§ **Task goal**:
Write every entry out again, unchanged.

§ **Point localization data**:

******

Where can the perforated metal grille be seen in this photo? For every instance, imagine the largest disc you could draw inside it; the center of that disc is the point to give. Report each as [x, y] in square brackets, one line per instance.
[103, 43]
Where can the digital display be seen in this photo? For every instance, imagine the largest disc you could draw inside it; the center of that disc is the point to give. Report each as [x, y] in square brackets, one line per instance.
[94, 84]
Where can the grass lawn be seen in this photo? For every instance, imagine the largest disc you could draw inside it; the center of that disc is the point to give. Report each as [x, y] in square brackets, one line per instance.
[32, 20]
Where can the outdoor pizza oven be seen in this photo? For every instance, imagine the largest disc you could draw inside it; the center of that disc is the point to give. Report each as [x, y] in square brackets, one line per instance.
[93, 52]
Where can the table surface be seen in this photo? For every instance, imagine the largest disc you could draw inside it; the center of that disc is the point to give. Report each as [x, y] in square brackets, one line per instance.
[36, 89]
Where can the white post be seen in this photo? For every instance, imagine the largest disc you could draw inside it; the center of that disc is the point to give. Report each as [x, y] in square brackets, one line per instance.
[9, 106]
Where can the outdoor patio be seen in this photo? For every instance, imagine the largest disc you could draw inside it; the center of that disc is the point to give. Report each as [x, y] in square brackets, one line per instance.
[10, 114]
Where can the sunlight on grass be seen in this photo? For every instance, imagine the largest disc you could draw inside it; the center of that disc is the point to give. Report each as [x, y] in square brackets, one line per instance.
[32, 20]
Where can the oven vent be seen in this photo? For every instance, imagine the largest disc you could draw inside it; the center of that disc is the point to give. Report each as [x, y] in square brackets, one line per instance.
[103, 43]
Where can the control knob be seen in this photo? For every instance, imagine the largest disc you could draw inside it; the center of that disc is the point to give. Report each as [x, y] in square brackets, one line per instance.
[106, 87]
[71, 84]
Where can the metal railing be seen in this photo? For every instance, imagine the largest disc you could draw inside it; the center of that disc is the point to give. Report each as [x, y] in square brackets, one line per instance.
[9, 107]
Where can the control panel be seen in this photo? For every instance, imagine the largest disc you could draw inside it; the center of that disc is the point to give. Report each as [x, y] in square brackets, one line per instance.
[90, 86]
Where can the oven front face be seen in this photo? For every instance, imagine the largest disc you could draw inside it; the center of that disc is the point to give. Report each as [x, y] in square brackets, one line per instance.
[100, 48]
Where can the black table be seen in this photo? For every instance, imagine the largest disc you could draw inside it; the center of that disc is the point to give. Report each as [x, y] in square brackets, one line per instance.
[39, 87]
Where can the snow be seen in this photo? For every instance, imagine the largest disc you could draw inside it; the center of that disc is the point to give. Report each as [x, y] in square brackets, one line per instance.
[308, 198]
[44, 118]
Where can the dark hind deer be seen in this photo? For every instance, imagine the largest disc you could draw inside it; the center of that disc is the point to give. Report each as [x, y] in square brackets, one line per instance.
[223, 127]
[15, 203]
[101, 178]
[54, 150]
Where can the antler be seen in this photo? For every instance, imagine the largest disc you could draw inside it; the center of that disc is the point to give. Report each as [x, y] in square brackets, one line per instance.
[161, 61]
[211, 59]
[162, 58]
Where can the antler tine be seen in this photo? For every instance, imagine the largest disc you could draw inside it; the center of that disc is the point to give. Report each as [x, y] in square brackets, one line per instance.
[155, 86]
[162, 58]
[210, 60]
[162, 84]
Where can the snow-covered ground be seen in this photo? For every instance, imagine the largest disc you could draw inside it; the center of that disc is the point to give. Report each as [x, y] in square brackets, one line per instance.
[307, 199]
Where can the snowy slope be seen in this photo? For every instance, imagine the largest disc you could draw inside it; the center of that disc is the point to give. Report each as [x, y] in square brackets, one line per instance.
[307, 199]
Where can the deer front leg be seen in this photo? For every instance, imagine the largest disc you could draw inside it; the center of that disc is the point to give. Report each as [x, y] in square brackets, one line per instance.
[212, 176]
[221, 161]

******

§ **Solution**:
Where can the perforated metal grille be seen in this photo? For every instance, imagine the largest disc you could draw inside it; the center of that disc is the point to give. Report each as [x, y] in square brackets, one line per instance.
[103, 43]
Where can the digital display be seen in this photo? For every instance, imagine the largest disc you could draw inside it; the center of that disc is the point to give. Report each as [x, y] in square brackets, one line per instance.
[94, 84]
Where can the grass lawn be seen in this photo? For every instance, imagine the largest disc you could draw inside it; the center of that disc is the point to give. Report each as [x, y] in square brackets, one line per instance.
[32, 20]
Where can the outdoor pizza oven be seen in this photo? For every instance, imagine the largest disc you could draw inside it; the center of that disc is the point to give. Report each as [x, y] in square brackets, one line per instance.
[93, 52]
Where can the table surface be seen in this photo? For every instance, imagine the largest disc you could draw inside it; the center of that disc is the point to give. Report each as [x, y] in square brackets, one line per instance.
[36, 89]
Where can the white post be seen in this photo? For every instance, imagine the largest disc you could draw inside it; the center of that disc is the point to give. Report each as [x, y] in square brackets, one line per instance.
[9, 106]
Where can the outdoor patio be seen in this photo? For every instance, imagine the largest disc you could draw inside it; the center of that disc is the point to give. Report each as [x, y] in square brackets, one line per instance.
[10, 114]
Where can the sunlight on grass be seen in this photo? For every instance, imagine the largest disc you could draw inside it; the center of that disc is the point to give. Report each as [x, y] in square brackets, one line per instance.
[32, 20]
Where can the oven vent be seen in this photo? For every instance, imagine the largest disc you could draw inside it; the center of that disc is the point to give. Report each as [x, y] in square brackets, one line per instance.
[103, 43]
Where can the control knob be seen in this photo? For every instance, imagine the largest disc you could draw inside it; the center of that disc is the point to give. Report each as [x, y] in square brackets, one line per instance.
[106, 87]
[71, 84]
Where can the metal railing be seen in this photo? For every instance, imagine the largest disc you could draw inside it; the center of that disc is the point to give. Report each as [x, y] in square brackets, one line per instance.
[9, 107]
Where can the control panel be seen in this photo? For every instance, imagine the largest disc you could draw inside it; the center of that disc is the point to give. Report each as [x, y] in square brackets, one line per instance.
[90, 86]
Where can the oven front face be seen in this photo? For every instance, imagine the largest disc you could draw inside it; the center of that disc is the point to give. Report each as [x, y] in square brackets, one line per instance.
[100, 48]
Where can the black table be seen in this photo? For every instance, imagine the largest disc you could draw inside it; the center of that disc is the point to give. Report each as [x, y] in square brackets, one line per instance.
[39, 87]
Where can the snow be seen in this photo? For every instance, imagine the largest disc you could draw inside it; the center of that disc is the point to give. Report each as [x, y] in square brackets, one line per instance.
[308, 198]
[44, 118]
Where can the dark hind deer be seen in this photo? For every instance, imagine the largest disc you could draw inside it; the center of that disc is the point to give. Report each as [x, y] in square brackets, one line per instance.
[223, 127]
[15, 203]
[101, 178]
[54, 150]
Where can the antler be seen in this photo? For every instance, imagine the largest disc you could draw inside it; the center of that disc is the point to give. Report each as [x, y] in square brackets, one line per instance.
[161, 61]
[211, 59]
[162, 58]
Where can the antler tine be seen in this photo? For every instance, imagine the largest disc you could draw inside it; the center of that disc is the point to give. Report each as [x, y] in square brackets, one line per instance.
[155, 86]
[162, 58]
[210, 60]
[162, 84]
Where can the snow-covered ground be seen in this photo? For every instance, imagine the largest disc you could draw inside it; the center of that disc is the point to give. Report each as [x, y] in square brackets, one line per instance.
[307, 199]
Where can the snowy slope be seen in this photo? For every instance, imagine the largest disc you could draw inside it; the center of that disc is the point to give. Report each as [x, y] in square brackets, one line per instance.
[307, 199]
Where can the deer front leg be seen in this photo? For every instance, imagine the largest disc you could draw inside it; the center of that disc is the point to give. Report each as [x, y] in square brackets, one line per instance.
[212, 176]
[221, 161]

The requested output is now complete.